» **PROBLEM REQUIREMENTS**
Copy out the entire excerpt below on the double-arch tunnel model tests, word for word.

» **EXTRACTED TEXT**
The layout of measuring points (MPs) is shown in Figure 5a. The letter “L” or “R” of the MP label indicates the “left tunnel” or the “right tunnel”, respectively. Moreover, the letter “D” indicates the “displacement meter”. The model entity of the tunnel lining is shown in Figure 5b.
The model tests are mainly divided into 3 steps: Firstly, the model ground was constructed layer by layer, while the tunnel was embedded at the preset place. Secondly, the ground within the scope of cavities was removed by manual excavation from the steel plate on the back of the tank. Finally, the overload was gradually increased by 0.01 MPa intervals until 0.15 MPa (6.0 MPa in the prototype).

2.3. Experimental Results

2.3.1. Earth Pressure Distribution

When the overload reached 0.01 MPa (0.40 MPa in the prototype), the changes in earth pressure acting on the lining attained from the two model tests are presented in Figure 6. The maximum value of 0.401 MPa appeared at the vault of the double-arch tunnels. The magnitude of the earth pressure acting on the outside haunch was slightly larger than that on the inside haunch. The earth pressure acting on the sidewall was 0.359 MPa and 0.368 MPa, respectively. The overall double-arch tunnel linings approximatively carried uniform stress. Compared with the case with no void, the introduction of a void significantly changed the earth pressure distribution, especially for the area on both sides of the void, which had the maximum value of 1.177 MPa. The magnitude of earth pressure acting on the shoulder and haunch was more than 0.600 MPa. The distribution of earth pressure acting on the double-arch tunnel lining in Model Test 1 and 2 was generally symmetrical.

» **DATA LINES**
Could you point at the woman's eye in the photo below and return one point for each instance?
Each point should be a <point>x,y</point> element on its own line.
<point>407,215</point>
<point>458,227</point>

» **EXERCISE RESPONSE**
The layout of measuring points (MPs) is shown in Figure 5a. The letter “L” or “R” of the MP label indicates the “left tunnel” or the “right tunnel”, respectively. Moreover, the letter “D” indicates the “displacement meter”. The model entity of the tunnel lining is shown in Figure 5b.
The model tests are mainly divided into 3 steps: Firstly, the model ground was constructed layer by layer, while the tunnel was embedded at the preset place. Secondly, the ground within the scope of cavities was removed by manual excavation from the steel plate on the back of the tank. Finally, the overload was gradually increased by 0.01 MPa intervals until 0.15 MPa (6.0 MPa in the prototype).

2.3. Experimental Results

2.3.1. Earth Pressure Distribution

When the overload reached 0.01 MPa (0.40 MPa in the prototype), the changes in earth pressure acting on the lining attained from the two model tests are presented in Figure 6. The maximum value of 0.401 MPa appeared at the vault of the double-arch tunnels. The magnitude of the earth pressure acting on the outside haunch was slightly larger than that on the inside haunch. The earth pressure acting on the sidewall was 0.359 MPa and 0.368 MPa, respectively. The overall double-arch tunnel linings approximatively carried uniform stress. Compared with the case with no void, the introduction of a void significantly changed the earth pressure distribution, especially for the area on both sides of the void, which had the maximum value of 1.177 MPa. The magnitude of earth pressure acting on the shoulder and haunch was more than 0.600 MPa. The distribution of earth pressure acting on the double-arch tunnel lining in Model Test 1 and 2 was generally symmetrical.